[begin EXERCISE MATERIAL]

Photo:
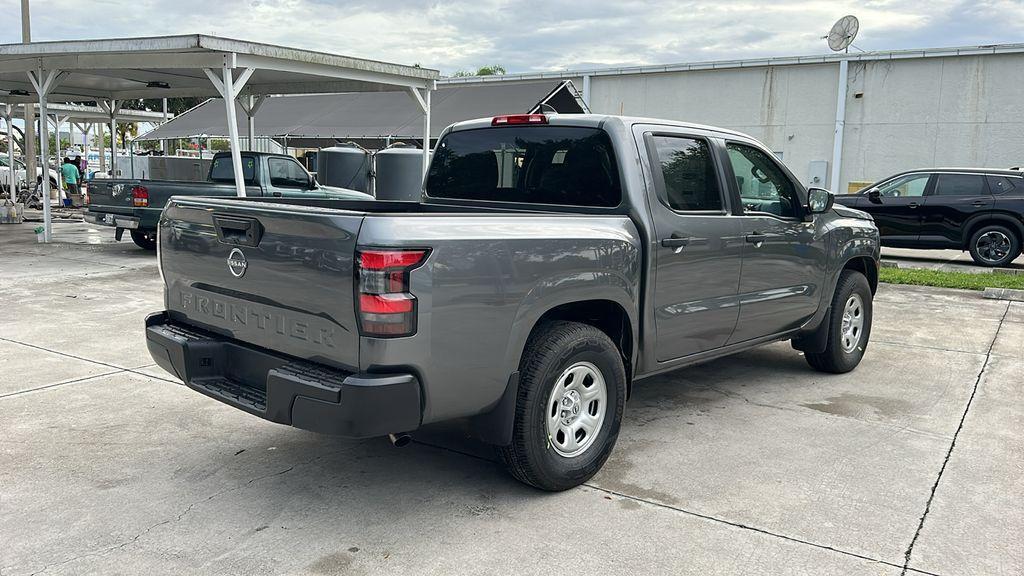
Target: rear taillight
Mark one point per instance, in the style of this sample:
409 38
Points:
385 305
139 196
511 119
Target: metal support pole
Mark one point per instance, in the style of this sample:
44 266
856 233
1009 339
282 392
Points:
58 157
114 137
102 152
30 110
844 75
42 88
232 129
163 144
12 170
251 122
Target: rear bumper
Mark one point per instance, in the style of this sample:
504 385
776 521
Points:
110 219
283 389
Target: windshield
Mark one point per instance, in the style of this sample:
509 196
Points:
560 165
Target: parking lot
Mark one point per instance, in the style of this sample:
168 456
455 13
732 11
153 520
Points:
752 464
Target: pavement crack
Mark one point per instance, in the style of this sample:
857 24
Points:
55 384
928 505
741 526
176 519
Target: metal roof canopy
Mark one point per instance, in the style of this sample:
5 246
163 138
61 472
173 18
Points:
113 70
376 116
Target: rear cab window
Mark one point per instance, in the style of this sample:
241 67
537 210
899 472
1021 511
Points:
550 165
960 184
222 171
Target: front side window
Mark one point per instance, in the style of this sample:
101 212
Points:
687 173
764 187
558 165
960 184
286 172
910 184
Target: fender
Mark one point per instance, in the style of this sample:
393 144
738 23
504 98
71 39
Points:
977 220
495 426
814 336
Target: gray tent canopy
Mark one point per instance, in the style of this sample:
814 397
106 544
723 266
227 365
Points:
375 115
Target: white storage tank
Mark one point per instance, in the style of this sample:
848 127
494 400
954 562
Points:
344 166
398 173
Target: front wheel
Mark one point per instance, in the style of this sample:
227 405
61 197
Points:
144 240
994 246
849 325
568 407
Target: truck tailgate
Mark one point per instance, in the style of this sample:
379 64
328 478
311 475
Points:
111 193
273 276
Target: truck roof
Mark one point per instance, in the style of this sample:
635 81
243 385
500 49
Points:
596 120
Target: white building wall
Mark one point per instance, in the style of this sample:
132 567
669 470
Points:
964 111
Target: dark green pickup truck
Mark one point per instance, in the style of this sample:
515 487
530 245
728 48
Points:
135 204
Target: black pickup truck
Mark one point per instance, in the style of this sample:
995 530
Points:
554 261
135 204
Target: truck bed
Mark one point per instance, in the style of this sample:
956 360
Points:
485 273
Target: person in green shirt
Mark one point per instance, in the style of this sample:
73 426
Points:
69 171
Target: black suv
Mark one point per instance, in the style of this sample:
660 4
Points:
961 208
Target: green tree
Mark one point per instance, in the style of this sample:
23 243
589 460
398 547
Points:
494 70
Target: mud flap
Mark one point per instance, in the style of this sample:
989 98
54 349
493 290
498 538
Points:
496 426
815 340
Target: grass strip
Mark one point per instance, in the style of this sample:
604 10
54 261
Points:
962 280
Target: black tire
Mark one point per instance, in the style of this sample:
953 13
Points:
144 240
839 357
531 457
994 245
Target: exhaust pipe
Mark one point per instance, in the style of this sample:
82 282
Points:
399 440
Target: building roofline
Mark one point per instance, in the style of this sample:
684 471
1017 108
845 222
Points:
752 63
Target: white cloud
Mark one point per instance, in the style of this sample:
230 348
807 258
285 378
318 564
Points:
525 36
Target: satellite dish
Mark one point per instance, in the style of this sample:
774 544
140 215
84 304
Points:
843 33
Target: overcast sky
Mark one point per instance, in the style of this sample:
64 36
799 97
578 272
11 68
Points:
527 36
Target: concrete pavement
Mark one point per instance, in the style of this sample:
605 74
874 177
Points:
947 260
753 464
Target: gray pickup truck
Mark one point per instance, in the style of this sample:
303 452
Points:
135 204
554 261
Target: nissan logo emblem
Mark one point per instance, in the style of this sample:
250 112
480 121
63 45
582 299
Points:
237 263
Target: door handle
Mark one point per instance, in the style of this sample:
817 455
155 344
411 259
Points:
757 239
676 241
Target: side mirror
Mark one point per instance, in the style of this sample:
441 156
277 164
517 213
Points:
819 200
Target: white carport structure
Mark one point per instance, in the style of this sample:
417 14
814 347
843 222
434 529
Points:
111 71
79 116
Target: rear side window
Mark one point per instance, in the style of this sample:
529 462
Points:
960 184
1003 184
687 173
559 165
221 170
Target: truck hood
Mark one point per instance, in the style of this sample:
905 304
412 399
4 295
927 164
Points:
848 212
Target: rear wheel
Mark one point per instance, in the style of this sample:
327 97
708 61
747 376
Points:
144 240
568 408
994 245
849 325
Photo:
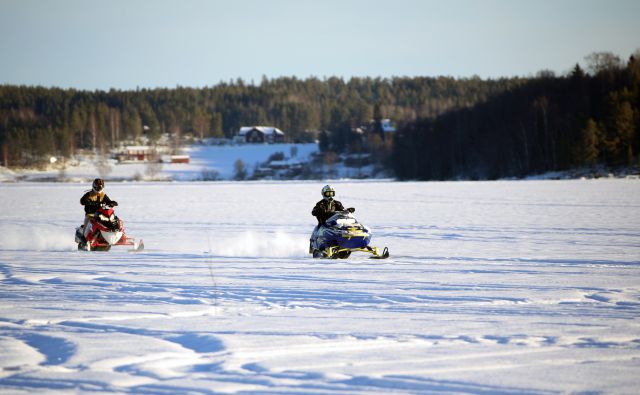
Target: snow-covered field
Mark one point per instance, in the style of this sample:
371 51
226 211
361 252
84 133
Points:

[end EXERCISE MATERIAL]

• _DO THIS_
Please write out the data from the line containing "Target: door handle" through the end of the data, including both of those lines. Leave the pictures out.

• _REPLY TO THE TASK_
Target: door handle
Mark one point per instance, in the style of this sample:
817 455
155 344
411 259
Points:
757 239
676 241
Target: side mirror
Mark one point per instance, in the style of this sample:
441 156
277 164
517 213
Points:
819 200
Target: white carport structure
Mark one point per instance, in the style of this sample:
417 14
814 347
843 222
434 529
Points:
111 71
79 116
Target: rear side window
Mark one point per instance, in the style of this sample:
529 462
Points:
960 184
1003 184
687 173
559 165
221 170
Target: truck hood
Mark one point per instance, in the style of this sample:
905 304
412 399
4 295
927 164
Points:
848 212
Target: rear wheel
Mark one point per instance, in the style of this sample:
327 97
708 61
747 376
Points:
144 240
568 408
994 245
849 325
Photo:
Target: snow-covered field
Mark one point per instance, in the style of this sample:
371 51
226 211
361 252
84 133
Points:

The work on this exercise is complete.